===== Reading passage

I’m the Author of the Month at the excellent e-zine, Strange Horizons. They’ve published a review of Down and Out in the Magic Kingdom, a long interview that Katsi Macdonald (daughter of James D. Macdonald and Debra Doyle) conducted with me, and have reprinted my short story, Visit the Sins, which initially appeared in Asimov’s and was later reprinted in one of Hartwell’s Year’s Best anthologies.

Grampa was switched off when Sean found him on the ward, which throbbed with a coleslaw of laser-light and video games and fuck-pix and explosions and car wrecks and fractals and atrocities.

Sean remembered visits before the old man was committed, he and his dutiful father visiting the impeccable apartment in the slate house in Kingston, Ontario. Grampa made tea and conversation, both perfectly executed and without soul. It drove Sean’s father bugfuck, and he’d inevitably have a displaced tantrum at Sean in the car on the way home. The first time Grampa had switched on in Sean’s presence — it was when Sean was trying out a prototype of Enemies of Art against his father’s own As All Right-Thinking People Know — it had scared Sean stupid.

==========
===== Extracted data

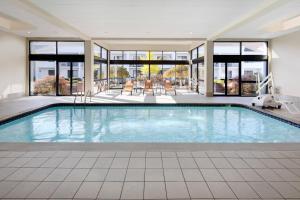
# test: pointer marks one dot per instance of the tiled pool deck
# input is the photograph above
(150, 175)
(145, 171)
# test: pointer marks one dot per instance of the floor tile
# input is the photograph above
(137, 163)
(39, 174)
(19, 162)
(88, 190)
(242, 190)
(155, 190)
(107, 154)
(120, 163)
(92, 154)
(168, 154)
(231, 175)
(20, 174)
(133, 190)
(5, 172)
(153, 154)
(199, 190)
(211, 175)
(35, 162)
(250, 175)
(135, 175)
(44, 190)
(204, 163)
(288, 163)
(187, 163)
(86, 163)
(173, 175)
(192, 175)
(255, 163)
(185, 154)
(199, 154)
(286, 175)
(271, 163)
(110, 190)
(238, 163)
(69, 163)
(116, 175)
(103, 163)
(221, 163)
(268, 175)
(214, 154)
(285, 189)
(77, 175)
(53, 162)
(22, 190)
(58, 175)
(177, 190)
(66, 190)
(264, 190)
(170, 163)
(220, 190)
(96, 175)
(154, 175)
(138, 154)
(153, 163)
(123, 154)
(6, 187)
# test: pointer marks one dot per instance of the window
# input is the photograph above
(97, 51)
(226, 48)
(182, 56)
(200, 51)
(251, 68)
(103, 71)
(169, 55)
(194, 54)
(116, 55)
(155, 55)
(129, 55)
(104, 53)
(254, 48)
(42, 47)
(43, 77)
(143, 55)
(74, 48)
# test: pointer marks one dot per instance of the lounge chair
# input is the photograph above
(168, 87)
(128, 87)
(148, 87)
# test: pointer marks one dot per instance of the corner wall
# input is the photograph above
(285, 64)
(12, 65)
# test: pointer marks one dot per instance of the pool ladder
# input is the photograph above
(88, 94)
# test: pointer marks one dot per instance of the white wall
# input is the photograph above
(285, 63)
(12, 65)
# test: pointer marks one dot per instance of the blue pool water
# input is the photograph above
(148, 124)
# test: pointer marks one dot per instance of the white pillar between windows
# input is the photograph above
(88, 66)
(208, 67)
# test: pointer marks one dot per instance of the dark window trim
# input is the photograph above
(239, 59)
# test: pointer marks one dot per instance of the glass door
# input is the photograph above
(64, 78)
(232, 79)
(227, 78)
(70, 78)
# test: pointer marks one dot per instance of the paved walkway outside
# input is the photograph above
(150, 175)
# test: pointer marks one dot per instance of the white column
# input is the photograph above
(208, 67)
(88, 66)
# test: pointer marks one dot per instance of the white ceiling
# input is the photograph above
(148, 20)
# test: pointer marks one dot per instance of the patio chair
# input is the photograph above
(168, 87)
(148, 87)
(128, 87)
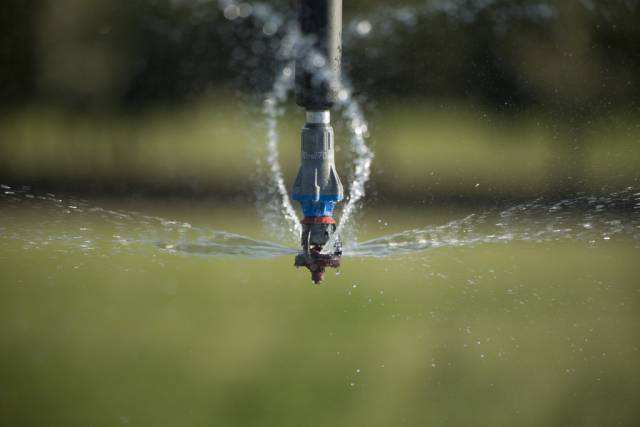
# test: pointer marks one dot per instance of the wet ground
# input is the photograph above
(516, 333)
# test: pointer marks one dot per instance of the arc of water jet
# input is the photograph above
(282, 85)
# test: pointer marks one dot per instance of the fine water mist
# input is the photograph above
(592, 220)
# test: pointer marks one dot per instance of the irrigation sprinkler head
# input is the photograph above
(317, 186)
(316, 233)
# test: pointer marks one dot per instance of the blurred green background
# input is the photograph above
(154, 106)
(163, 96)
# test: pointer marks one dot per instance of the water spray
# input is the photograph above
(317, 186)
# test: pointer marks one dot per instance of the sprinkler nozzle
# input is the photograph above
(316, 232)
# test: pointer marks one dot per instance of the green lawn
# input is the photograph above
(421, 150)
(517, 334)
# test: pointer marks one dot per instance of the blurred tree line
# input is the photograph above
(104, 54)
(568, 62)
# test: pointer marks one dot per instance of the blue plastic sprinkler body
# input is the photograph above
(317, 186)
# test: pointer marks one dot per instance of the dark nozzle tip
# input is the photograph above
(317, 277)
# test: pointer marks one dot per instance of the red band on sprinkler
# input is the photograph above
(317, 220)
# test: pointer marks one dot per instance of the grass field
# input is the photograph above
(518, 334)
(421, 150)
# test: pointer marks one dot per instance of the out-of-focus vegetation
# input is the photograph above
(422, 152)
(515, 96)
(484, 336)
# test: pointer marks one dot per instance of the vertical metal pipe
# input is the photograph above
(321, 22)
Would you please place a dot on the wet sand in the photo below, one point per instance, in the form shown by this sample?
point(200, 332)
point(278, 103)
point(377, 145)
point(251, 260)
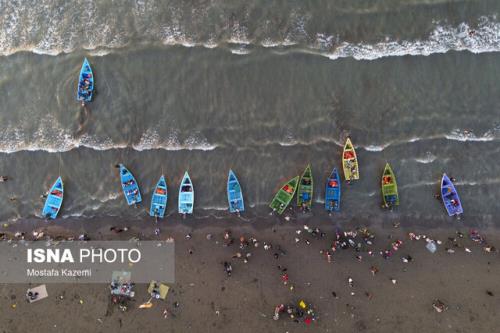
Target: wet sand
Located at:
point(210, 301)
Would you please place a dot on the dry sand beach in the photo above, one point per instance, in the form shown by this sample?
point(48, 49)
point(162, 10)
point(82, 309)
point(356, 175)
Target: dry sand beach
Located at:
point(205, 299)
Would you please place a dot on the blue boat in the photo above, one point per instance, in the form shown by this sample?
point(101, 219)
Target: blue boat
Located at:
point(159, 199)
point(450, 197)
point(129, 186)
point(54, 200)
point(85, 83)
point(186, 195)
point(332, 193)
point(234, 194)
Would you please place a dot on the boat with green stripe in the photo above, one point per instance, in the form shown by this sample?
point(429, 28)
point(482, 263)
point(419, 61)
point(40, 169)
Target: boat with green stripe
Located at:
point(285, 194)
point(389, 188)
point(305, 190)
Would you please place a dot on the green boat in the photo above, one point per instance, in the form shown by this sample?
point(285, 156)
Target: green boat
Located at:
point(389, 188)
point(304, 193)
point(284, 196)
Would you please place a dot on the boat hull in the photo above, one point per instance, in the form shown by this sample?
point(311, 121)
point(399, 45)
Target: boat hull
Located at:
point(450, 197)
point(350, 162)
point(234, 194)
point(54, 200)
point(305, 189)
point(285, 194)
point(389, 187)
point(186, 195)
point(159, 199)
point(85, 90)
point(333, 192)
point(129, 186)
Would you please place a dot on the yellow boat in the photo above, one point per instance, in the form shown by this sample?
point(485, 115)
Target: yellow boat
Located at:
point(350, 161)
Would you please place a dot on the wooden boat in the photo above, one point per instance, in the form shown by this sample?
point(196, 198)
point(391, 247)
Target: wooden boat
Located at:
point(389, 187)
point(129, 186)
point(332, 192)
point(159, 199)
point(186, 195)
point(450, 197)
point(234, 194)
point(350, 161)
point(54, 200)
point(282, 199)
point(305, 189)
point(85, 89)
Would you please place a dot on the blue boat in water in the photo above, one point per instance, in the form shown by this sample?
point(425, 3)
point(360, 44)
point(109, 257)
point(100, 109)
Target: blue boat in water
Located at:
point(159, 199)
point(85, 83)
point(234, 194)
point(54, 200)
point(129, 186)
point(332, 193)
point(450, 197)
point(186, 195)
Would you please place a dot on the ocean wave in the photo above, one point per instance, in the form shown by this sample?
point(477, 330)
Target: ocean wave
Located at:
point(466, 135)
point(52, 30)
point(52, 138)
point(429, 158)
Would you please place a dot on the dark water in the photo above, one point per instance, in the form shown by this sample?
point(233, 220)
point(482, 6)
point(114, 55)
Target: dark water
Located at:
point(263, 88)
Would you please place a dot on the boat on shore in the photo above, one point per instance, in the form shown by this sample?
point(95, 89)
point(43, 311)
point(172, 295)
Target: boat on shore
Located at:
point(450, 197)
point(285, 194)
point(54, 200)
point(159, 199)
point(389, 188)
point(332, 192)
point(305, 189)
point(129, 186)
point(186, 195)
point(234, 194)
point(85, 89)
point(350, 162)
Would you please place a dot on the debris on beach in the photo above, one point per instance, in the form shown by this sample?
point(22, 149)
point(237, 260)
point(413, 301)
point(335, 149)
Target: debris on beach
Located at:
point(228, 268)
point(299, 311)
point(158, 290)
point(36, 294)
point(439, 306)
point(431, 246)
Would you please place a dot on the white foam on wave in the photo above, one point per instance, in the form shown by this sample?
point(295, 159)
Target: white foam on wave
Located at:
point(52, 137)
point(151, 139)
point(466, 135)
point(429, 158)
point(52, 31)
point(484, 38)
point(375, 147)
point(240, 51)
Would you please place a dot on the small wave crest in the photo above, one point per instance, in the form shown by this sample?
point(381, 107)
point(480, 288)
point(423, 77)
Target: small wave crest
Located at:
point(52, 138)
point(53, 30)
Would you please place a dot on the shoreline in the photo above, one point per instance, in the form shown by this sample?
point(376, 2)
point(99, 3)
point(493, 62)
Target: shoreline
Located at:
point(205, 299)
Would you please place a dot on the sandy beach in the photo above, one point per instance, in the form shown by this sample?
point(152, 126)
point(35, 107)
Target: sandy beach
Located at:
point(205, 299)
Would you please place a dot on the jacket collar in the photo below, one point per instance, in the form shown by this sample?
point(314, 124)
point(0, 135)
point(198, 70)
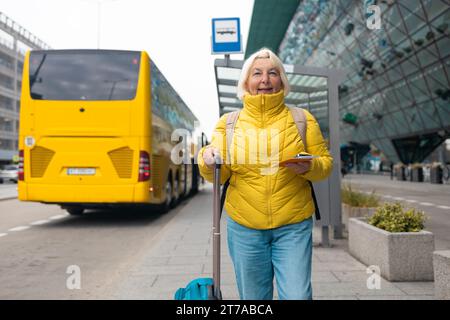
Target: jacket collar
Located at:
point(264, 106)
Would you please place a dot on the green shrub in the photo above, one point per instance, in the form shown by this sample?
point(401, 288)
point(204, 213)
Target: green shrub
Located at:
point(358, 199)
point(393, 217)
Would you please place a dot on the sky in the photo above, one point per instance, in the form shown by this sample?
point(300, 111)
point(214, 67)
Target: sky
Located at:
point(175, 33)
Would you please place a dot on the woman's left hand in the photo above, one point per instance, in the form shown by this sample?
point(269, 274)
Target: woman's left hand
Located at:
point(299, 168)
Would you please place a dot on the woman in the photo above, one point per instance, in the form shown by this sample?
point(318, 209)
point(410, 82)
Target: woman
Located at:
point(269, 207)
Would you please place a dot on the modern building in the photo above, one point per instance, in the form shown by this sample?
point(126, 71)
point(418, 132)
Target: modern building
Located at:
point(14, 40)
point(396, 94)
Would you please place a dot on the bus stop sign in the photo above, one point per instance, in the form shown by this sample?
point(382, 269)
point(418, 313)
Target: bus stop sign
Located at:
point(226, 36)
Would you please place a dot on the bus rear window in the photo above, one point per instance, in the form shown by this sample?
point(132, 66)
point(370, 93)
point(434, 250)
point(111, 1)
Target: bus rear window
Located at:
point(83, 75)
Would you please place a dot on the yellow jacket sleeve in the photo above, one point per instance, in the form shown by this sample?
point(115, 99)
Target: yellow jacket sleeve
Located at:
point(218, 141)
point(321, 167)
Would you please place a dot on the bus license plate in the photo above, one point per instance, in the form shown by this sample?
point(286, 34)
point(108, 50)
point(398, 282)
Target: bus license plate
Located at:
point(81, 171)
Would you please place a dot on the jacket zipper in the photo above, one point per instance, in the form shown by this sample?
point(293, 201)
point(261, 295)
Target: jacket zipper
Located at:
point(268, 179)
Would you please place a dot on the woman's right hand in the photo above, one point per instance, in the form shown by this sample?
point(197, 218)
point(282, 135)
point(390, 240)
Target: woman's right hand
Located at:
point(210, 155)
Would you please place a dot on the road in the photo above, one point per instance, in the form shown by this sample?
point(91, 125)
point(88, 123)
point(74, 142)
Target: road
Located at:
point(39, 244)
point(433, 199)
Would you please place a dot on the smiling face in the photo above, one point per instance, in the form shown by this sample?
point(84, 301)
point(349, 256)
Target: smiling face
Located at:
point(264, 78)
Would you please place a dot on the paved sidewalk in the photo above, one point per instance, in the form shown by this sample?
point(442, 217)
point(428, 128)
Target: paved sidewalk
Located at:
point(183, 252)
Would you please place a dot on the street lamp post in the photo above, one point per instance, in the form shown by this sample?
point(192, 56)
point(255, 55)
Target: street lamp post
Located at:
point(99, 16)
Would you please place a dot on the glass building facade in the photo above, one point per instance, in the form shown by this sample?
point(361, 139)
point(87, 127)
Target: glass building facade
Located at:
point(396, 93)
point(14, 40)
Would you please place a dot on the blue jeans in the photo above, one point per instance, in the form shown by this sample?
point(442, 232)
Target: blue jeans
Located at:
point(258, 255)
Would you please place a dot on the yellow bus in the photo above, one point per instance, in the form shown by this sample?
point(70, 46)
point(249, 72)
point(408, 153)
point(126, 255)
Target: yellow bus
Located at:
point(97, 129)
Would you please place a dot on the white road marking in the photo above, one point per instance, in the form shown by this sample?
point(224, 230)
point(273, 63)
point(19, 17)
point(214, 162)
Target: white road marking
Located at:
point(427, 204)
point(19, 228)
point(39, 222)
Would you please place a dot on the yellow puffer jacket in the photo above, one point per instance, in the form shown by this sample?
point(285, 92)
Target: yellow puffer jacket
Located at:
point(262, 195)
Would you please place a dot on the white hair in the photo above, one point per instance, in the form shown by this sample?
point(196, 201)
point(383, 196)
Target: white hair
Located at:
point(263, 53)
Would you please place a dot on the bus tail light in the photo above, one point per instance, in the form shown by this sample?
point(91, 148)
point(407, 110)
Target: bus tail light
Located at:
point(144, 166)
point(21, 161)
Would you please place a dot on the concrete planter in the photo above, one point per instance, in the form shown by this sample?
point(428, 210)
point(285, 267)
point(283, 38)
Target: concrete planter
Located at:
point(441, 263)
point(354, 212)
point(401, 256)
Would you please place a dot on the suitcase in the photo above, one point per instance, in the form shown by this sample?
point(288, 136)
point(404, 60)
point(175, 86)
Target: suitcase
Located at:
point(208, 288)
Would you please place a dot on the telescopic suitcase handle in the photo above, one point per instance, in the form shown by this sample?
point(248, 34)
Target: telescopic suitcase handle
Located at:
point(216, 228)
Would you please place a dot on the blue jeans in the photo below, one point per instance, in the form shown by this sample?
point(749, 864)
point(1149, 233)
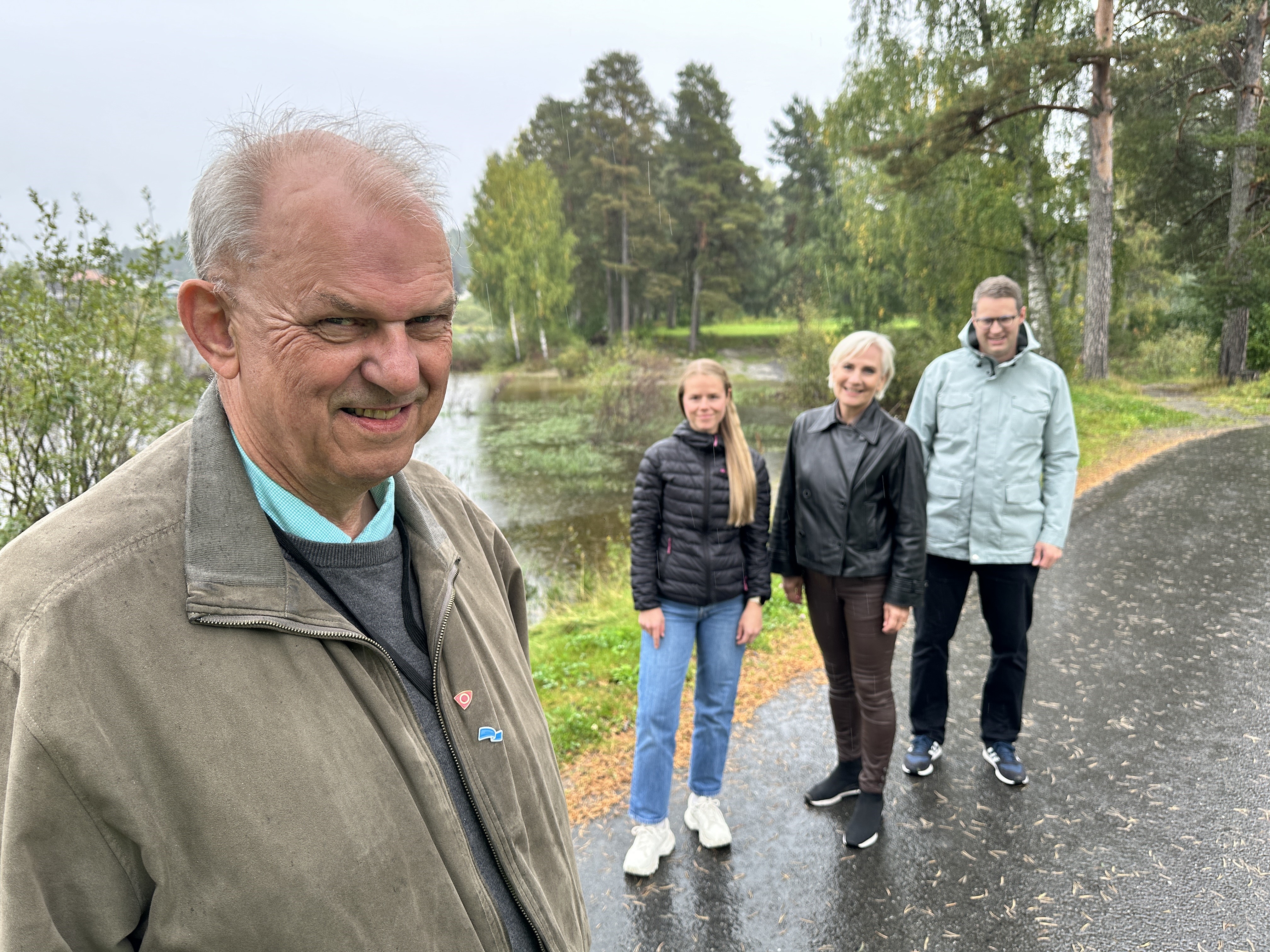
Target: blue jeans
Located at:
point(713, 629)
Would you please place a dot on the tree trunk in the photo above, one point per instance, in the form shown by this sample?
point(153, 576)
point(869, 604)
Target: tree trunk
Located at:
point(626, 281)
point(1235, 328)
point(609, 301)
point(1038, 272)
point(1098, 290)
point(696, 310)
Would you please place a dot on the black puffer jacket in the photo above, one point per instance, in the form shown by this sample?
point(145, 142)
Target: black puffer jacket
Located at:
point(683, 547)
point(853, 502)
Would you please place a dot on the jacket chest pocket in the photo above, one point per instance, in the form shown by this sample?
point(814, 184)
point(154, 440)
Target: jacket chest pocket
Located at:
point(954, 412)
point(1028, 417)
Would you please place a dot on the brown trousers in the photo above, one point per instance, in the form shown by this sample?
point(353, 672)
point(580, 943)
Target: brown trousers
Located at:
point(846, 616)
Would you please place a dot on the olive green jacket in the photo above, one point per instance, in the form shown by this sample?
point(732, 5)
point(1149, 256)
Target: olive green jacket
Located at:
point(199, 751)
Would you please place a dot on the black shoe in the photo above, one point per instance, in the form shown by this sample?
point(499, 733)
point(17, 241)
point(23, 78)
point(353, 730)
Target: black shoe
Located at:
point(1006, 763)
point(923, 755)
point(865, 822)
point(844, 782)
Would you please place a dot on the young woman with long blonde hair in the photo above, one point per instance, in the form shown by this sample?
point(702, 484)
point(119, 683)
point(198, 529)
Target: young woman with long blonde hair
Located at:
point(700, 574)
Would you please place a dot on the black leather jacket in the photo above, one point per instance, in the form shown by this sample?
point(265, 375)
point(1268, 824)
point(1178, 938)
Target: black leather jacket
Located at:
point(853, 502)
point(683, 547)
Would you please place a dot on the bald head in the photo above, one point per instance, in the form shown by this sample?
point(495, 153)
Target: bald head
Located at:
point(385, 167)
point(324, 306)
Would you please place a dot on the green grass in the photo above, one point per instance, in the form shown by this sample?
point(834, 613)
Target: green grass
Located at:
point(1110, 412)
point(1250, 399)
point(586, 660)
point(737, 333)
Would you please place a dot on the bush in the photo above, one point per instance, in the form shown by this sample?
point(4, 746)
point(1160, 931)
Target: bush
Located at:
point(91, 367)
point(628, 395)
point(472, 352)
point(806, 356)
point(1180, 352)
point(915, 348)
point(575, 360)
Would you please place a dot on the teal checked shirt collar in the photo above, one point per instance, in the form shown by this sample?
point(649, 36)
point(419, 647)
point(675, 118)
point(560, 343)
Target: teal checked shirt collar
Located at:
point(301, 520)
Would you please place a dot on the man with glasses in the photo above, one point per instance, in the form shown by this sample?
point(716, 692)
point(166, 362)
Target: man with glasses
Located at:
point(996, 424)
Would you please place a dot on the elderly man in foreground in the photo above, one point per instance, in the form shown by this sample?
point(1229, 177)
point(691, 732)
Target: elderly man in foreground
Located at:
point(267, 686)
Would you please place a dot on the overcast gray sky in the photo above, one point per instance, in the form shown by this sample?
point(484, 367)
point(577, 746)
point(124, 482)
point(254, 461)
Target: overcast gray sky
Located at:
point(105, 98)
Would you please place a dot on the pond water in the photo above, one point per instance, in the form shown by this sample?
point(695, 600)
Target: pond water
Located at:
point(525, 450)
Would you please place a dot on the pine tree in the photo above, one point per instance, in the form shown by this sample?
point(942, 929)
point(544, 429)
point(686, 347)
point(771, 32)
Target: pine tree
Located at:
point(714, 195)
point(623, 144)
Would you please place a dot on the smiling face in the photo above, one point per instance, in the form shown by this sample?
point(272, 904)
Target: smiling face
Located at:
point(855, 380)
point(705, 402)
point(999, 339)
point(342, 333)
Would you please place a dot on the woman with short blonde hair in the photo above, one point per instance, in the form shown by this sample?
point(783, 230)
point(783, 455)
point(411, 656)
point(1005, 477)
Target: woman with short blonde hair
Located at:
point(850, 527)
point(700, 573)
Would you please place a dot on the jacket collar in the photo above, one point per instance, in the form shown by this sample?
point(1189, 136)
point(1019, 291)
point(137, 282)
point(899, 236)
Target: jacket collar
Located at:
point(868, 424)
point(234, 565)
point(695, 439)
point(971, 343)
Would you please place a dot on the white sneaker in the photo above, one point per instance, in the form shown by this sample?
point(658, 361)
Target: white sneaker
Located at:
point(651, 845)
point(705, 817)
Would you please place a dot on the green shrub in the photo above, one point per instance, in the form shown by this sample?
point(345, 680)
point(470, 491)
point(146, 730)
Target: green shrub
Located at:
point(472, 352)
point(91, 364)
point(806, 356)
point(1179, 352)
point(629, 398)
point(575, 360)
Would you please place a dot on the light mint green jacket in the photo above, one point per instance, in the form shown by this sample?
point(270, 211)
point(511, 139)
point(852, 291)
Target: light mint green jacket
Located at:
point(1001, 454)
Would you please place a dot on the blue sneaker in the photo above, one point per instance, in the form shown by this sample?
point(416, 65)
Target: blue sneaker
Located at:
point(1006, 763)
point(923, 755)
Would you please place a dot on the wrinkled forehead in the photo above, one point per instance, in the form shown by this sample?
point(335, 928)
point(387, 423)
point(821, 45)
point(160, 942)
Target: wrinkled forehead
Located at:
point(996, 306)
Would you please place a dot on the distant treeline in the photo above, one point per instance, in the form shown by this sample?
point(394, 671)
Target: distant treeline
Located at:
point(958, 148)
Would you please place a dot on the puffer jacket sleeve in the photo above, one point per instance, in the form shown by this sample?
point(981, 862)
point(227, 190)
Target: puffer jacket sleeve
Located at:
point(784, 555)
point(753, 537)
point(906, 485)
point(647, 531)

==========

### Complete the following
A – Reproduce the Strange Horizons post between "Grampa was switched" and "scared Sean stupid.", inclusive.
B – Pick up the Strange Horizons post from the point where it stops and keep writing.

### Answers
A –
Grampa was switched off when Sean found him on the ward, which throbbed with a coleslaw of laser-light and video games and fuck-pix and explosions and car wrecks and fractals and atrocities.

Sean remembered visits before the old man was committed, he and his dutiful father visiting the impeccable apartment in the slate house in Kingston, Ontario. Grampa made tea and conversation, both perfectly executed and without soul. It drove Sean’s father bugfuck, and he’d inevitably have a displaced tantrum at Sean in the car on the way home. The first time Grampa had switched on in Sean’s presence — it was when Sean was trying out a prototype of Enemies of Art against his father’s own As All Right-Thinking People Know — it had scared Sean stupid.

B –
Grampa had been in maintenance mode, running through a series of isometric stretching exercises in one corner while Sean and his father had it out. Then, suddenly, Grampa was between them, arguing both sides with machinegun passion and lucidity, running an intellect so furious it appeared to be steam-driven. Sean’s tongue died in his mouth. He was made wordless by this vibrant, violent intellect that hid inside Grampa. Grampa and his father had traded extemporaneous barbs until Grampa abruptly switched back off during one of Sean’s father’s rebuttals, conceding the point in an unconvincing, mechanical tone. Sean’s father stalked out of the house and roared out of the driveway then, moving with such speed that if Sean hadn’t been right on his heels, he wouldn’t have been able to get in the car before his father took off.